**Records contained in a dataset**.
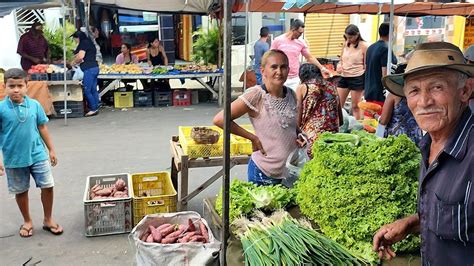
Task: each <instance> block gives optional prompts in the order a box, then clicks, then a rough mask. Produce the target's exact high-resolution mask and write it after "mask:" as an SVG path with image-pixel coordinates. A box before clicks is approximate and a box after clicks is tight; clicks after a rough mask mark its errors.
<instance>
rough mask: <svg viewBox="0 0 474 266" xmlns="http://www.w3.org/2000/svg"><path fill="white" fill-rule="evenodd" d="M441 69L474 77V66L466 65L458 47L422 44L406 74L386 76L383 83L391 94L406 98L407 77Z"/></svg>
mask: <svg viewBox="0 0 474 266" xmlns="http://www.w3.org/2000/svg"><path fill="white" fill-rule="evenodd" d="M439 67H441V68H446V69H453V70H457V71H460V72H462V73H465V74H466V75H467V76H468V77H473V76H474V65H473V64H471V65H469V64H467V63H466V60H465V58H464V56H463V54H462V52H461V50H460V49H459V48H458V47H457V46H456V45H454V44H452V43H448V42H432V43H422V44H420V45H418V46H417V47H416V48H415V51H414V52H413V55H412V57H411V58H410V60H409V61H408V65H407V68H406V69H405V73H403V74H397V75H388V76H385V77H384V78H383V79H382V83H383V85H384V86H385V87H386V88H387V89H388V90H389V91H390V92H391V93H393V94H395V95H398V96H401V97H404V96H405V95H404V93H403V86H404V84H405V77H406V76H407V75H409V74H413V73H418V72H420V71H425V70H429V69H432V68H439Z"/></svg>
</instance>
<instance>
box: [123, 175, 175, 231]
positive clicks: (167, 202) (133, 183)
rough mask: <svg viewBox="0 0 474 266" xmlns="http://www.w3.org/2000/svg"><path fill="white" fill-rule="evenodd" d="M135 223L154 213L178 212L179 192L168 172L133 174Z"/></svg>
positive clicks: (133, 186) (136, 223) (132, 177)
mask: <svg viewBox="0 0 474 266" xmlns="http://www.w3.org/2000/svg"><path fill="white" fill-rule="evenodd" d="M132 185H133V190H132V193H133V194H132V197H133V225H134V226H135V225H137V224H138V223H139V222H140V221H141V220H142V219H143V217H145V216H146V215H148V214H154V213H164V212H166V213H168V212H176V202H177V196H176V195H177V193H176V190H175V189H174V187H173V182H172V181H171V177H170V174H169V173H168V172H156V173H139V174H132Z"/></svg>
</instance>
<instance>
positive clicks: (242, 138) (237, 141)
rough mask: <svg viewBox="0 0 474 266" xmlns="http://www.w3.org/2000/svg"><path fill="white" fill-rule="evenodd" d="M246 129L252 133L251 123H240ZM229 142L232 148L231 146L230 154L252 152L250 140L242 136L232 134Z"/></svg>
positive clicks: (242, 126)
mask: <svg viewBox="0 0 474 266" xmlns="http://www.w3.org/2000/svg"><path fill="white" fill-rule="evenodd" d="M240 126H241V127H242V128H244V129H245V130H247V131H250V132H252V133H254V132H255V131H254V130H253V126H252V125H240ZM231 143H232V145H233V149H232V148H231V155H251V154H252V152H253V148H252V142H251V141H250V140H248V139H246V138H242V137H241V136H237V135H232V140H231Z"/></svg>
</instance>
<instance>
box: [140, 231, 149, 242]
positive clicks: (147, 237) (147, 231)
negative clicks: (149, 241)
mask: <svg viewBox="0 0 474 266" xmlns="http://www.w3.org/2000/svg"><path fill="white" fill-rule="evenodd" d="M149 235H150V233H149V232H148V231H147V232H145V233H143V235H142V236H141V237H140V240H141V241H143V242H146V240H147V238H148V236H149Z"/></svg>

**Exercise prompt**. Apart from the images, please copy every line of the data exactly as written.

**Result for this exercise**.
Task: each <instance> block gives optional prompts in the order a box, then clicks, then a rough mask. Produce the target's exact high-resolution mask and write it after "mask:" as an SVG path with image-pixel coordinates. A box before clicks is approximate and a box after clicks is tight; clicks after a rough mask mark its errors.
<instance>
rough mask: <svg viewBox="0 0 474 266" xmlns="http://www.w3.org/2000/svg"><path fill="white" fill-rule="evenodd" d="M441 69L474 77V66L466 65L458 47L422 44L406 74L386 76L383 83L391 94L406 98L407 77Z"/></svg>
mask: <svg viewBox="0 0 474 266" xmlns="http://www.w3.org/2000/svg"><path fill="white" fill-rule="evenodd" d="M439 67H441V68H446V69H453V70H457V71H460V72H462V73H465V74H466V75H467V76H468V77H473V76H474V65H473V64H471V65H469V64H467V63H466V60H465V58H464V56H463V54H462V52H461V50H460V49H459V48H458V47H457V46H456V45H454V44H452V43H448V42H432V43H422V44H420V45H418V46H417V47H416V48H415V51H414V52H413V55H412V57H411V58H410V60H409V61H408V65H407V68H406V69H405V73H403V74H397V75H388V76H385V77H384V78H383V79H382V83H383V85H384V86H385V87H386V88H387V89H388V90H389V91H390V92H391V93H393V94H395V95H398V96H401V97H404V96H405V95H404V93H403V86H404V84H405V77H406V76H407V75H409V74H413V73H418V72H420V71H425V70H429V69H432V68H439Z"/></svg>
</instance>
<instance>
box: [123, 175, 175, 231]
positive clicks: (167, 202) (133, 183)
rough mask: <svg viewBox="0 0 474 266" xmlns="http://www.w3.org/2000/svg"><path fill="white" fill-rule="evenodd" d="M135 223L154 213L178 212L179 192L168 172L133 174Z"/></svg>
positive clicks: (133, 186) (136, 223) (132, 177)
mask: <svg viewBox="0 0 474 266" xmlns="http://www.w3.org/2000/svg"><path fill="white" fill-rule="evenodd" d="M132 185H133V190H132V193H133V194H132V197H133V225H134V226H135V225H137V224H138V223H139V222H140V221H141V220H142V219H143V217H145V216H146V215H148V214H154V213H164V212H166V213H168V212H176V202H177V196H176V195H177V193H176V190H175V189H174V187H173V182H172V181H171V177H170V174H169V173H168V172H156V173H139V174H132Z"/></svg>
</instance>
<instance>
positive clicks: (242, 138) (237, 141)
rough mask: <svg viewBox="0 0 474 266" xmlns="http://www.w3.org/2000/svg"><path fill="white" fill-rule="evenodd" d="M246 129L252 133L251 123H240ZM229 142L232 148L231 146L230 154L252 152L250 140L242 136L232 134Z"/></svg>
positive clicks: (242, 126)
mask: <svg viewBox="0 0 474 266" xmlns="http://www.w3.org/2000/svg"><path fill="white" fill-rule="evenodd" d="M240 126H241V127H242V128H244V129H245V130H247V131H250V132H252V133H254V132H255V131H254V130H253V126H252V125H240ZM231 143H232V145H233V149H232V148H231V155H251V154H252V152H253V148H252V142H251V141H250V140H248V139H246V138H242V137H241V136H237V135H232V140H231Z"/></svg>
</instance>
<instance>
box: [140, 231, 149, 242]
positive clicks: (147, 237) (147, 231)
negative clicks: (149, 241)
mask: <svg viewBox="0 0 474 266" xmlns="http://www.w3.org/2000/svg"><path fill="white" fill-rule="evenodd" d="M149 235H150V233H149V232H148V231H147V232H145V233H143V235H142V236H141V237H140V240H141V241H143V242H146V240H147V238H148V236H149Z"/></svg>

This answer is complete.